§ **Set problem 1**
Reproduce the passage on aircraft leasing and modifications word for word from "As acquisition and" to "and American airspace.".
§ **Set problem 2**
According to the passage on aircraft leasing and modifications, which two technologies did the FAA mandate in 2013 for aircraft flying in NATS, European and American airspace?

§ **Quoted text**
Begin
As acquisition and procurement budgets have tightened, government customers have increasingly turned to contract leasing solutions
through operations and maintenance funding to reduce up-front cost and “red tape” associated with large procurement
processes.
Maintenance
and Modifications
We
expect a significant number of retrofit modifications to be required for high end corporate aircraft as a result of recently initiated
government regulatory requirements. In 2013, the Federal Aviation Administration (FAA) instituted a mandate requiring the installation
of Future Air Navigation Systems (FANS) 1/A and Automatic Dependent Surveillance-Broadcast (ADS-B) technology on aircraft flying
in the North Atlantic Track System (NATS), European and American airspace.
End
§ **Given records**
Begin
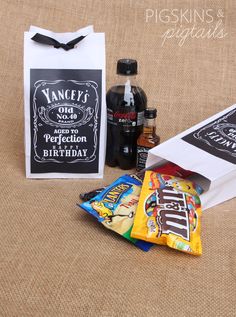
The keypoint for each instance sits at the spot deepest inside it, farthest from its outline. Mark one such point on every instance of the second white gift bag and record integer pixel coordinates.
(65, 110)
(209, 150)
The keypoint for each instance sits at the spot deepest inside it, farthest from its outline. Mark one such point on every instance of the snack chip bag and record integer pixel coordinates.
(169, 212)
(115, 207)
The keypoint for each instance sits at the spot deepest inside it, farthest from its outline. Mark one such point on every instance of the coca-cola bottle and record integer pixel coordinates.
(126, 103)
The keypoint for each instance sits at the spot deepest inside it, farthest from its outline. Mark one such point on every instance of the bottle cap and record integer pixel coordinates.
(150, 113)
(127, 67)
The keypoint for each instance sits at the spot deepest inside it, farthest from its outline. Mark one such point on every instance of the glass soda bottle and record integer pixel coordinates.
(126, 103)
(148, 139)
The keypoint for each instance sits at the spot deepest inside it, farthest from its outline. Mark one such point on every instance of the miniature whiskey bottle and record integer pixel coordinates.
(148, 138)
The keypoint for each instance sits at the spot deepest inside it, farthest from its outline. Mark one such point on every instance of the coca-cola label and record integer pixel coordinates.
(217, 137)
(126, 117)
(65, 120)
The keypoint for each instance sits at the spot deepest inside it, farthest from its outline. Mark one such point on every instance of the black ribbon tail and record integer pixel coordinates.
(43, 39)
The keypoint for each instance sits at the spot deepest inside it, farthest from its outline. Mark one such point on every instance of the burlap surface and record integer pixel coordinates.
(55, 260)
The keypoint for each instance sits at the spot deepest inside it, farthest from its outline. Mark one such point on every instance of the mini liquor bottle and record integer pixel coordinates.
(148, 139)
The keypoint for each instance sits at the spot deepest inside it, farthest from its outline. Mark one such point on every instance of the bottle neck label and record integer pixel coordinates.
(125, 118)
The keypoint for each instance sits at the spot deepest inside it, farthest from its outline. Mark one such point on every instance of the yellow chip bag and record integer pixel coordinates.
End
§ **Final answer 1**
As acquisition and procurement budgets have tightened, government customers have increasingly turned to contract leasing solutions
through operations and maintenance funding to reduce up-front cost and “red tape” associated with large procurement
processes.
Maintenance
and Modifications
We
expect a significant number of retrofit modifications to be required for high end corporate aircraft as a result of recently initiated
government regulatory requirements. In 2013, the Federal Aviation Administration (FAA) instituted a mandate requiring the installation
of Future Air Navigation Systems (FANS) 1/A and Automatic Dependent Surveillance-Broadcast (ADS-B) technology on aircraft flying
in the North Atlantic Track System (NATS), European and American airspace.

§ **Final answer 2**
Future Air Navigation Systems (FANS) 1/A and Automatic Dependent Surveillance-Broadcast (ADS-B).